- Task description
Your answer should consist only of the lines from the line containing "Target: lectern microphone" through the last line below, each repeated exactly.

[Records for this exercise — start]

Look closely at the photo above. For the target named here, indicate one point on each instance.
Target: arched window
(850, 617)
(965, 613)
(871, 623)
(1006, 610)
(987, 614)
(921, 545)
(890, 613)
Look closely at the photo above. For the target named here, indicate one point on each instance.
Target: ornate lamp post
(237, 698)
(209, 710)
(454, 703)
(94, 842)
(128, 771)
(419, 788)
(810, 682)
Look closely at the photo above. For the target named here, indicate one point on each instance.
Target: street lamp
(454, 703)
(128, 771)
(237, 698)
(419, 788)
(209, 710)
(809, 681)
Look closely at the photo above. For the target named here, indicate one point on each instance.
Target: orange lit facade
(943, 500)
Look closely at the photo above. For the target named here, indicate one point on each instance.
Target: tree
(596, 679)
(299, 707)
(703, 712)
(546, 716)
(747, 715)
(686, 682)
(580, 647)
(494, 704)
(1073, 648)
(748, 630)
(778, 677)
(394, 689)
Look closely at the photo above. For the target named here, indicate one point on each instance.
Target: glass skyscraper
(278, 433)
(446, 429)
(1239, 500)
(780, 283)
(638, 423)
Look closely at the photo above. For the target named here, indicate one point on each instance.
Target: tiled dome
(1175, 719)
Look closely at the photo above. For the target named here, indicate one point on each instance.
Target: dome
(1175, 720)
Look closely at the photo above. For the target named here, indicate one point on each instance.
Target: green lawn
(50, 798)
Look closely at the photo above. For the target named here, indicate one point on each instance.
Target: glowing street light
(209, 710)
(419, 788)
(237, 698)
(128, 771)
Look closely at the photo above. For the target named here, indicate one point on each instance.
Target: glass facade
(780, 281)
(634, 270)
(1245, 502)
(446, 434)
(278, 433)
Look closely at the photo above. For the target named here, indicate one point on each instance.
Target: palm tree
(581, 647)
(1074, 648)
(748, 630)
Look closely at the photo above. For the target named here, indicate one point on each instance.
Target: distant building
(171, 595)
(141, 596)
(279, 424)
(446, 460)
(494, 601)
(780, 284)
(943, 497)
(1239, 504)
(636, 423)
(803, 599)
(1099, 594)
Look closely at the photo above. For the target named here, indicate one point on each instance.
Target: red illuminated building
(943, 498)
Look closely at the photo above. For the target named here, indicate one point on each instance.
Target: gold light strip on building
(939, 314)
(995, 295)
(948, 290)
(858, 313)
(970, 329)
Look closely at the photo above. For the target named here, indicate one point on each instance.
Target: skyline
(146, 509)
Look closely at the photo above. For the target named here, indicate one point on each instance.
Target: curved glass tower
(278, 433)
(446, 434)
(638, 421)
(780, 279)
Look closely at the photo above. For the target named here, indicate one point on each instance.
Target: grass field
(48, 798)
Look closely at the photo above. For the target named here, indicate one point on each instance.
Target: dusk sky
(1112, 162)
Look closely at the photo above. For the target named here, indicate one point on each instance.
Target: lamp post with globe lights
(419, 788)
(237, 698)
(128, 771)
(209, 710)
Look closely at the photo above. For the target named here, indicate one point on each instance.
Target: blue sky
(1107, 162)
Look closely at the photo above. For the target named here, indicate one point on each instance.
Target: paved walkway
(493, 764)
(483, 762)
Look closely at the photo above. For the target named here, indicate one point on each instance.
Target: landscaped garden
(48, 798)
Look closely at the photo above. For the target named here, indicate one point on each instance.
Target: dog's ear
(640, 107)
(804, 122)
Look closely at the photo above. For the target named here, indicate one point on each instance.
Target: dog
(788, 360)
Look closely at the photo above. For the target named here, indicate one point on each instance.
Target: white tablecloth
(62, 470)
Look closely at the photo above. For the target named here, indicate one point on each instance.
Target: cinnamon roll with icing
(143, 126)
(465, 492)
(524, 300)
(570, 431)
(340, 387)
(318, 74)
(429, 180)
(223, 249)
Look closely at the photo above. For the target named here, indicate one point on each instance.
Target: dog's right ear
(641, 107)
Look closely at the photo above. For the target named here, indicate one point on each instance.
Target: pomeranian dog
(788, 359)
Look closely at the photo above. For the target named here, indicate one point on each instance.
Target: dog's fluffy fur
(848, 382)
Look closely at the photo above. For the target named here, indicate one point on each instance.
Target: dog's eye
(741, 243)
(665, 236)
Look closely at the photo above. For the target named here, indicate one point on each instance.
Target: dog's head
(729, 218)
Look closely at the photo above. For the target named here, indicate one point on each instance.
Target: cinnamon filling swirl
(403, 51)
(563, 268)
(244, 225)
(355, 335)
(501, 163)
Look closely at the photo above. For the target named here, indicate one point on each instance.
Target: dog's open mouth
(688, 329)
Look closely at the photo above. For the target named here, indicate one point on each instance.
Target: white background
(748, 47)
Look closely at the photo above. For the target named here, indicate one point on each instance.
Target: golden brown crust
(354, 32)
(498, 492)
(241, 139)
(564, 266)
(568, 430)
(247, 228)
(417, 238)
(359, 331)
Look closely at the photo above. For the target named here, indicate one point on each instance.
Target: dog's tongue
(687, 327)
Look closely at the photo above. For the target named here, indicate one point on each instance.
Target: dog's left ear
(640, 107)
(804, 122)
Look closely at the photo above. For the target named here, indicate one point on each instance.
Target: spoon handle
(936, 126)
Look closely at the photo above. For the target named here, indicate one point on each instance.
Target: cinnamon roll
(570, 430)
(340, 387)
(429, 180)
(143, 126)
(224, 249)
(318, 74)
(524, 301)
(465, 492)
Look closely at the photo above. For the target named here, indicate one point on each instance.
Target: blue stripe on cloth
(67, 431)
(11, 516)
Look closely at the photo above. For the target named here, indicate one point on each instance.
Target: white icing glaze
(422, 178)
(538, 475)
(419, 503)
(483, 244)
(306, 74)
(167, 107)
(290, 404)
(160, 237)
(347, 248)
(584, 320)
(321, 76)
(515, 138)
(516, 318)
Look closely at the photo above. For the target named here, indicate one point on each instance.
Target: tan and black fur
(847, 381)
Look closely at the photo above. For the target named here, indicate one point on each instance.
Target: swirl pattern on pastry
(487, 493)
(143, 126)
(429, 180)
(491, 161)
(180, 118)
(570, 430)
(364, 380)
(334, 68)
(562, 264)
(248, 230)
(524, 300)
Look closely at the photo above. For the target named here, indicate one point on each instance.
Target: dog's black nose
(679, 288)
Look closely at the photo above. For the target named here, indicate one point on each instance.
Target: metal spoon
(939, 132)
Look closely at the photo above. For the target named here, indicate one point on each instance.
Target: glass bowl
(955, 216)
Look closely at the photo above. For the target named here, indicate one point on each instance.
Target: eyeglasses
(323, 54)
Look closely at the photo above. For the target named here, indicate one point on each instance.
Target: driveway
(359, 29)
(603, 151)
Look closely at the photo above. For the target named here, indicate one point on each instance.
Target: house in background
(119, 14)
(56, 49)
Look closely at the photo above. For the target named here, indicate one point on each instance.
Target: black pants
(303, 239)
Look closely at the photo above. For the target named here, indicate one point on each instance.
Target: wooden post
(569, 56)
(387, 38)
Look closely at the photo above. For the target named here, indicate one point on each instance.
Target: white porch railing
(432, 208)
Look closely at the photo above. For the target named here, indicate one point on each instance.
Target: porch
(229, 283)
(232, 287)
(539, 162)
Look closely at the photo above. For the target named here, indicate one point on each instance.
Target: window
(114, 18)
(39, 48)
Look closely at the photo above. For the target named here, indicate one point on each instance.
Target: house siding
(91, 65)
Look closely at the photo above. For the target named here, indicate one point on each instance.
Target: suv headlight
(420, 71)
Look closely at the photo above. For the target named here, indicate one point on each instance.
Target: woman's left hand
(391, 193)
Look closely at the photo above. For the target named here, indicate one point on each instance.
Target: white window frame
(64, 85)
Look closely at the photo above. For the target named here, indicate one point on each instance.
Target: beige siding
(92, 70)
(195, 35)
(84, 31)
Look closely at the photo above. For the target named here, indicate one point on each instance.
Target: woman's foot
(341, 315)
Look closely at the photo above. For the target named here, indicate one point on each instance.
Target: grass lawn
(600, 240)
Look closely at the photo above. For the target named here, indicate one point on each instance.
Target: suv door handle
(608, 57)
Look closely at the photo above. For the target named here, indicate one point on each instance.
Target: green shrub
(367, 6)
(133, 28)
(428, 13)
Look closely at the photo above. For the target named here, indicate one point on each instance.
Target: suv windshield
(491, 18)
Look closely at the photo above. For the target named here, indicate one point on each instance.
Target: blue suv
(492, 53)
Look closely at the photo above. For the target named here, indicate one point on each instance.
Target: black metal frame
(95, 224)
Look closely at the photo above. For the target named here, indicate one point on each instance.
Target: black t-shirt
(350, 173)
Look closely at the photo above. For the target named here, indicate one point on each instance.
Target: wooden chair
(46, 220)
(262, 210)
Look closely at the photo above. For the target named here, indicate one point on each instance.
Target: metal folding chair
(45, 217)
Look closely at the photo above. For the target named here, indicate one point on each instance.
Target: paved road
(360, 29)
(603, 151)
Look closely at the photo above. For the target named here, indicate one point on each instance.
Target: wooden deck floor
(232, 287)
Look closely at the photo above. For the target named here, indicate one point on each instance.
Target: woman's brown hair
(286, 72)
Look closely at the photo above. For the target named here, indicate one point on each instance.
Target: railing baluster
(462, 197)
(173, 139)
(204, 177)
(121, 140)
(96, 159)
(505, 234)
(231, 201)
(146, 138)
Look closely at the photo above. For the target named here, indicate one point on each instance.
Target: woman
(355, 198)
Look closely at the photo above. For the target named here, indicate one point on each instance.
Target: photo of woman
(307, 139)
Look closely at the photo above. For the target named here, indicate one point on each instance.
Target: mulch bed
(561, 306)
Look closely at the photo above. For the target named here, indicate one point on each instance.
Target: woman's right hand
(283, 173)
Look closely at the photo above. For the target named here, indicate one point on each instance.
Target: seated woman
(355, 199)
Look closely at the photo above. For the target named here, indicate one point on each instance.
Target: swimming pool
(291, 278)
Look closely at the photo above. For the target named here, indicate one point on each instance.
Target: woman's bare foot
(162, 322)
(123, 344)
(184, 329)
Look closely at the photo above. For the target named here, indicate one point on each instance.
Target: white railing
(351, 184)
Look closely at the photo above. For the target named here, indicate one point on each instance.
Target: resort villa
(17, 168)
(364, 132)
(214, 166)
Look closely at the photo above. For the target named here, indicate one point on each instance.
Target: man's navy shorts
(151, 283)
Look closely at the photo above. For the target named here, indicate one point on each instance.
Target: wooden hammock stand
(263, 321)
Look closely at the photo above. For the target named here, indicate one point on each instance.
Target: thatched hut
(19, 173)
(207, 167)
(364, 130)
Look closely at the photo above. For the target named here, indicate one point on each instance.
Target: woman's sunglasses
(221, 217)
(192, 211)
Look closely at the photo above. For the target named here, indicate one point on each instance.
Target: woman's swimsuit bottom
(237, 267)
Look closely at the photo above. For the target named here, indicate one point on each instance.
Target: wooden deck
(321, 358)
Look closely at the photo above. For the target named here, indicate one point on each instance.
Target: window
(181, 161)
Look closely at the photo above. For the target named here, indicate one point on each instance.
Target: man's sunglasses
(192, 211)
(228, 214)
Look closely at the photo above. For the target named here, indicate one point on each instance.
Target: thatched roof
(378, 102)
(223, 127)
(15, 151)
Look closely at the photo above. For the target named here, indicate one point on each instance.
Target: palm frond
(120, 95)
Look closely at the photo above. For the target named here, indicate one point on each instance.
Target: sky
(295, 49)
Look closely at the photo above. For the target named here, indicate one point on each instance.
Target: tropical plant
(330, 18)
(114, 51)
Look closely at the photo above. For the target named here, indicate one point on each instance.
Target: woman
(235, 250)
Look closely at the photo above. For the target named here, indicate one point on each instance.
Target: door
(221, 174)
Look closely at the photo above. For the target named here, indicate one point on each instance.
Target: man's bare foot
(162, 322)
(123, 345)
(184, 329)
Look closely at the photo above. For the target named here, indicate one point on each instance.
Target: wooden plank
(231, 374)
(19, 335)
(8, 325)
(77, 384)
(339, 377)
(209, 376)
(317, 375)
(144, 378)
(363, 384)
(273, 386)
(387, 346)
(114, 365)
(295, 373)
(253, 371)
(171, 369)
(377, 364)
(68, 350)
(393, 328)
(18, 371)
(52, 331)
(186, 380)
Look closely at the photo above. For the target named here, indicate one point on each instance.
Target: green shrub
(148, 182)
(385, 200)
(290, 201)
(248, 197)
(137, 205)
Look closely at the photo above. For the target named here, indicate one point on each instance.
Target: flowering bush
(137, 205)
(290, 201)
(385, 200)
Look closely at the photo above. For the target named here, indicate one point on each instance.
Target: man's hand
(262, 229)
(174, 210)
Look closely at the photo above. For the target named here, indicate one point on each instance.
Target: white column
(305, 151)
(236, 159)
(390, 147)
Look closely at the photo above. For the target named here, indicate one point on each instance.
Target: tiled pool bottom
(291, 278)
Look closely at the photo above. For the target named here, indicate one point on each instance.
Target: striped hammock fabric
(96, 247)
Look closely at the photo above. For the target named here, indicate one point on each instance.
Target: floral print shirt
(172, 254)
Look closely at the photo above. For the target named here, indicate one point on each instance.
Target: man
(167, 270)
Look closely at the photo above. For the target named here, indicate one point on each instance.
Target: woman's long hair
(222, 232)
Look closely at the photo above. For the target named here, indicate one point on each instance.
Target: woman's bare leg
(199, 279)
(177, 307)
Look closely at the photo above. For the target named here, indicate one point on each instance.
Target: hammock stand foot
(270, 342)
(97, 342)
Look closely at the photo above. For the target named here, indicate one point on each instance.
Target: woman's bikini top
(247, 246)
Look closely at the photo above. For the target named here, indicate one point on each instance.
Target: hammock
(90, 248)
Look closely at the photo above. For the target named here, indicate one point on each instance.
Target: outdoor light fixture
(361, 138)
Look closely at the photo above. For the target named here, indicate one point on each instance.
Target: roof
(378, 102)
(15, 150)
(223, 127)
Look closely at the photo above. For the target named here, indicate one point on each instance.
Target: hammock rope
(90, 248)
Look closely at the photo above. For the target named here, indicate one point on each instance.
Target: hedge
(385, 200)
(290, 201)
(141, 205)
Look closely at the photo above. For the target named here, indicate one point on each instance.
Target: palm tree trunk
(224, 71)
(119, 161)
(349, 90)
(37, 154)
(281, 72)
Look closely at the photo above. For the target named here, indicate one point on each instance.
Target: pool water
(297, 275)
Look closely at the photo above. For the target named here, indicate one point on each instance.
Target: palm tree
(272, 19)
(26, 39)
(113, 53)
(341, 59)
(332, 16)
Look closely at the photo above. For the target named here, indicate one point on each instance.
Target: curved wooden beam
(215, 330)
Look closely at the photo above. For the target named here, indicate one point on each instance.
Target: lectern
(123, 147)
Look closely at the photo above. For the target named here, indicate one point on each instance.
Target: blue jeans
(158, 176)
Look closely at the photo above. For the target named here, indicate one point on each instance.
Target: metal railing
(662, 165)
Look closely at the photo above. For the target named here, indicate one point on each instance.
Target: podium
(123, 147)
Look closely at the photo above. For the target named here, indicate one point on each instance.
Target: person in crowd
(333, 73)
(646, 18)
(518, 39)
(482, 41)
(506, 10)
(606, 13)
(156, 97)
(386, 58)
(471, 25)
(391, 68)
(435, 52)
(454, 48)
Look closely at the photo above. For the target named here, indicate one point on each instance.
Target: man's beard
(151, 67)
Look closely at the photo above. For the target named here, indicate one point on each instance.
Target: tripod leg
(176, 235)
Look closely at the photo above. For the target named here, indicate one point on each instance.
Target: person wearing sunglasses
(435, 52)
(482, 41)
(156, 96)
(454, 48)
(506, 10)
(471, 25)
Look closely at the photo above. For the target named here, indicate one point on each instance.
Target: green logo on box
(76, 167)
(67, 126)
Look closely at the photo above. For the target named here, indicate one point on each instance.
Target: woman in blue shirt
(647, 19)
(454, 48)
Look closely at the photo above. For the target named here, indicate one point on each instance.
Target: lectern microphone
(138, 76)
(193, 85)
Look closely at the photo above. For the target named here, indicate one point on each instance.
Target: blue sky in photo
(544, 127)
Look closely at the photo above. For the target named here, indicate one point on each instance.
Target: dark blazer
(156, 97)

[Records for this exercise — finish]

- Solution to the problem
Target: lectern microphone
(138, 76)
(193, 85)
Look closely at the photo above. For the target named here, indicate one point on each instance.
Target: blue sky in photo
(544, 127)
Look closely at the photo above. For the target named here, indicate one point on each instance.
Target: dark blazer
(156, 97)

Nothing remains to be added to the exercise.